* _PROBLEM STATEMENT_:
Your task is to return the span of lines beginning at the one with "Find the rooftop" and ending at the last line of the data, exactly as it stands.

* _SOURCE DATA_:
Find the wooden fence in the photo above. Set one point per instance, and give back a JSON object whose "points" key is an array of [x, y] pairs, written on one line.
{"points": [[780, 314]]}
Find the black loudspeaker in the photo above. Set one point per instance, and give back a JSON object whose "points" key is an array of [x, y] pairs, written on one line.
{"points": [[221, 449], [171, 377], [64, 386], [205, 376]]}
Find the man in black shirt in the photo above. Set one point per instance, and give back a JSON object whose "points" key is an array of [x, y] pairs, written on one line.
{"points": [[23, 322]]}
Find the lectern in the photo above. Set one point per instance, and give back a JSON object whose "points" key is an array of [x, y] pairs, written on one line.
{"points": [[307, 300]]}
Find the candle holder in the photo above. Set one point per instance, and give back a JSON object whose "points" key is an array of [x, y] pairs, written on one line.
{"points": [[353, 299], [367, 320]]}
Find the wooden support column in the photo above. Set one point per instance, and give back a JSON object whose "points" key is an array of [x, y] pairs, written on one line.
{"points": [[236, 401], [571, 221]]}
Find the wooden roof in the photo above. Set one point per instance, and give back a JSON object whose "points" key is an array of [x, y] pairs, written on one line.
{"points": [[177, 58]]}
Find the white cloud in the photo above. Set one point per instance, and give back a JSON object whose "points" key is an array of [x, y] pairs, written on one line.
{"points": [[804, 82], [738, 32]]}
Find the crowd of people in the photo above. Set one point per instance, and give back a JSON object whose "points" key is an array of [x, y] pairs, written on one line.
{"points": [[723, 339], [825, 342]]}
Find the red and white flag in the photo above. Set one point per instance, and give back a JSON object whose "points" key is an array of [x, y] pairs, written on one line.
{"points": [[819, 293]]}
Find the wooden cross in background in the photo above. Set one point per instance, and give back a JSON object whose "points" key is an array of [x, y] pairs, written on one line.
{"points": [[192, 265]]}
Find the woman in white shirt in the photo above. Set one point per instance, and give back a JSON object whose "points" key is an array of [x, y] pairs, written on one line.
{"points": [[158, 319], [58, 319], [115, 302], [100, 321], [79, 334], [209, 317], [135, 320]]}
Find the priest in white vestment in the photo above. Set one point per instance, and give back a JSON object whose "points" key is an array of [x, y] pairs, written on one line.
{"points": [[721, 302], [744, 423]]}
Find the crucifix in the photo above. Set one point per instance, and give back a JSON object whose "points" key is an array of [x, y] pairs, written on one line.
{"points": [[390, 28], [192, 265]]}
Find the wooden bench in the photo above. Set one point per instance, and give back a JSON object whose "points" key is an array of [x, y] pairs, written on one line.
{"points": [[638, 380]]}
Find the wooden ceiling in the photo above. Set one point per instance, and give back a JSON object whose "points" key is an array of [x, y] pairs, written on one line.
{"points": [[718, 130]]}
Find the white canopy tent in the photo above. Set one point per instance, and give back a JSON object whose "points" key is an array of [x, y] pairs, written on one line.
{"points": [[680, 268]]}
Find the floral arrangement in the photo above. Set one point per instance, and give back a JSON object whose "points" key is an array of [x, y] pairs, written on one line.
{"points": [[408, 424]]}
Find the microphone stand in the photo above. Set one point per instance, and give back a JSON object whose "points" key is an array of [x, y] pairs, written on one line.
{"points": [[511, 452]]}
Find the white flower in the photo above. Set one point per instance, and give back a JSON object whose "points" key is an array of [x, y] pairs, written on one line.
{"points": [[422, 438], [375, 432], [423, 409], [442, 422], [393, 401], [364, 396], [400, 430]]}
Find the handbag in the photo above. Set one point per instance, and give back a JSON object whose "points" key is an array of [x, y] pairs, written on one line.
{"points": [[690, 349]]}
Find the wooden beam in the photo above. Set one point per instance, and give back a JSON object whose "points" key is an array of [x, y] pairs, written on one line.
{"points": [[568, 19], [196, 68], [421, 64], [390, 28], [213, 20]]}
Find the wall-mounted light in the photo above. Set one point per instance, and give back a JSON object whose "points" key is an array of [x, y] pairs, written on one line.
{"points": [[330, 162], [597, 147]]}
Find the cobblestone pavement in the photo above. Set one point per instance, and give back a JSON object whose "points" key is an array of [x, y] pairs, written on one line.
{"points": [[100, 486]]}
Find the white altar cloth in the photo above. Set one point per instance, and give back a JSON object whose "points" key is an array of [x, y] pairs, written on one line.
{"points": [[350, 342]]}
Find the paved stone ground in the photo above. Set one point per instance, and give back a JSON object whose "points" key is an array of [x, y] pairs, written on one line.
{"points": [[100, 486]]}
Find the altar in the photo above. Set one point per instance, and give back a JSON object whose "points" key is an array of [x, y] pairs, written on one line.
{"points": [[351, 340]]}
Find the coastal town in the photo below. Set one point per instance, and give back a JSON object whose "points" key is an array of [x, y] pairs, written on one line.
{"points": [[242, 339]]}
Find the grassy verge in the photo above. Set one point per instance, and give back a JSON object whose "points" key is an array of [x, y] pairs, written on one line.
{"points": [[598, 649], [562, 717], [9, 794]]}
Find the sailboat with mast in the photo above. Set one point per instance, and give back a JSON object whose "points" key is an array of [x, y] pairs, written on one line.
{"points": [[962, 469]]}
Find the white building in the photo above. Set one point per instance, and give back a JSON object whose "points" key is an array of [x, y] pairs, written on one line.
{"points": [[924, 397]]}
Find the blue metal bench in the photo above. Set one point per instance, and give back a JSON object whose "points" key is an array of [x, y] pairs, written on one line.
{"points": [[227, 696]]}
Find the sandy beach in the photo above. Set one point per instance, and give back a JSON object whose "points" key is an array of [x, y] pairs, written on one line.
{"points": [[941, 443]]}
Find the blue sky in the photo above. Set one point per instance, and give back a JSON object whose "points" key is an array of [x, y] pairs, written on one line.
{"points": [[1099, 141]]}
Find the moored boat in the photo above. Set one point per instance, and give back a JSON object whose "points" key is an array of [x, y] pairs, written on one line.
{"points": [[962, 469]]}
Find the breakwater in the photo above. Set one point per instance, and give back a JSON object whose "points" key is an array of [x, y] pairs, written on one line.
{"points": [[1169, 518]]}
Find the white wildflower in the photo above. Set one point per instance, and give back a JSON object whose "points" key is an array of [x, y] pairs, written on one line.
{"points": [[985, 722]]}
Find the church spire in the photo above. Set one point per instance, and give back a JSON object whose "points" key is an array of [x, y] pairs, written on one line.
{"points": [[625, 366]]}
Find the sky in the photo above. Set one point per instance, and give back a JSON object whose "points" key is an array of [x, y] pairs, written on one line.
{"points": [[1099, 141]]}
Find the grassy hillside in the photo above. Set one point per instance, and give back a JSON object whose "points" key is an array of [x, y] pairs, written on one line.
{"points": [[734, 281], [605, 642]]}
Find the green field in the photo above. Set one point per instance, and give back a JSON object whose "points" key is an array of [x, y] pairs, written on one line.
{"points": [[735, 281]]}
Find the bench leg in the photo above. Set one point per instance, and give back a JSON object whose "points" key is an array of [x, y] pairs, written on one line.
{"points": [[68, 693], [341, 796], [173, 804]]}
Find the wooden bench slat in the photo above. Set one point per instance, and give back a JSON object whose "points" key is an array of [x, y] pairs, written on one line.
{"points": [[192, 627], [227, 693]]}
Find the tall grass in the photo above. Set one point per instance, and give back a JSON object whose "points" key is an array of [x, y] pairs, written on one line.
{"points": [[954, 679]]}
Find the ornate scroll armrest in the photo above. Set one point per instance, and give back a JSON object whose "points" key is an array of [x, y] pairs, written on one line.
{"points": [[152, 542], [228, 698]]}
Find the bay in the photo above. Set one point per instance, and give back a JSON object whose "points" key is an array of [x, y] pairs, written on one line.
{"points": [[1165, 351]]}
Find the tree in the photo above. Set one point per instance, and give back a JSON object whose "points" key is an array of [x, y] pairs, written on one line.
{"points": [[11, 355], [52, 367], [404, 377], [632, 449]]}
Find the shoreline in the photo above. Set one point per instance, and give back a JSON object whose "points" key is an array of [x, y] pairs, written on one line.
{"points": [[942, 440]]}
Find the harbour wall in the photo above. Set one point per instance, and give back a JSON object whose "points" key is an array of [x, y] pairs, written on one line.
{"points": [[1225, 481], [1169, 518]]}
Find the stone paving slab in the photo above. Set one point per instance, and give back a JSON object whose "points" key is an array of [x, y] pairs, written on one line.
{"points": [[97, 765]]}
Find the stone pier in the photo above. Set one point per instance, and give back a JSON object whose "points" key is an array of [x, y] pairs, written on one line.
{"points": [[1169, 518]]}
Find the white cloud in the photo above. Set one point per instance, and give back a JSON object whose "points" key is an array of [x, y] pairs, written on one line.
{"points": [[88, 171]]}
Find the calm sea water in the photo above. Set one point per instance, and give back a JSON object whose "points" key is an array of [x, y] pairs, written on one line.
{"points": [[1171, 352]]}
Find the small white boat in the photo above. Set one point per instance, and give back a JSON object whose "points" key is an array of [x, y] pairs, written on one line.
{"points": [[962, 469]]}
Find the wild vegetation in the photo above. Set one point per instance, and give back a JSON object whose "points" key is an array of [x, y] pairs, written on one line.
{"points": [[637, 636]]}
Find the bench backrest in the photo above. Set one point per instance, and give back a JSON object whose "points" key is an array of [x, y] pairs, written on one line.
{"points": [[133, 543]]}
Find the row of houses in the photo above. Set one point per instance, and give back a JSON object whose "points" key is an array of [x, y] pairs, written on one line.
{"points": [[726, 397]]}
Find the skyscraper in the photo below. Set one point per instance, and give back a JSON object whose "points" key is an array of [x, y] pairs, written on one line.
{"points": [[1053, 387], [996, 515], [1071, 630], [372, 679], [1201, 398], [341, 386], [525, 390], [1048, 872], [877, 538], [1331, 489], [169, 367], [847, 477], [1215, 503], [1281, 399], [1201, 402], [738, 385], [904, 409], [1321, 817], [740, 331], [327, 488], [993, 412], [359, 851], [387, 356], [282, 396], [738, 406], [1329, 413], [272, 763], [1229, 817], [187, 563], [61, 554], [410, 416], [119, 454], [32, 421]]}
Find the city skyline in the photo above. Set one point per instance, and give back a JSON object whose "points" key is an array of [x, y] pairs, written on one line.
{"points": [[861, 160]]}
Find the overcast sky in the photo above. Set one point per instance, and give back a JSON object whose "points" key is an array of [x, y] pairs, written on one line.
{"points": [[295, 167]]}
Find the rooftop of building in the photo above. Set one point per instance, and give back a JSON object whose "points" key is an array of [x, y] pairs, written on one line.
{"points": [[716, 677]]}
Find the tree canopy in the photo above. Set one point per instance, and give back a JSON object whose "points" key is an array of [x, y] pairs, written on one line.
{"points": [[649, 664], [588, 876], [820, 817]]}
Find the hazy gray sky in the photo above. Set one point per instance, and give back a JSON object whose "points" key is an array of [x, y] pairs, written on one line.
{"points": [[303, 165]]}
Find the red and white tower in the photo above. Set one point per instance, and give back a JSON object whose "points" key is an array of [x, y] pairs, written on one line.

* _SOLUTION FOR THIS EXERCISE_:
Find the rooftop of building in the photo above. Set one point per instance, and give back a JSON object whose "points" key is an array of [x, y] pairs, written on one line.
{"points": [[716, 677]]}
Find the tree canopy in the photo above. Set one point per instance, and give back a JSON object whose "points" key is an array of [x, y] pairs, written on one line.
{"points": [[649, 664], [588, 876], [820, 817]]}
Find the hazy gray sky in the photo above. Set one point per instance, and give back a JSON object whose "points" key is an array of [x, y] pairs, written on one line.
{"points": [[303, 165]]}
Find the red and white tower in the photo above. Set one point per instance, and give back a JSON object whose "points" key is an array of [x, y] pairs, written on one line.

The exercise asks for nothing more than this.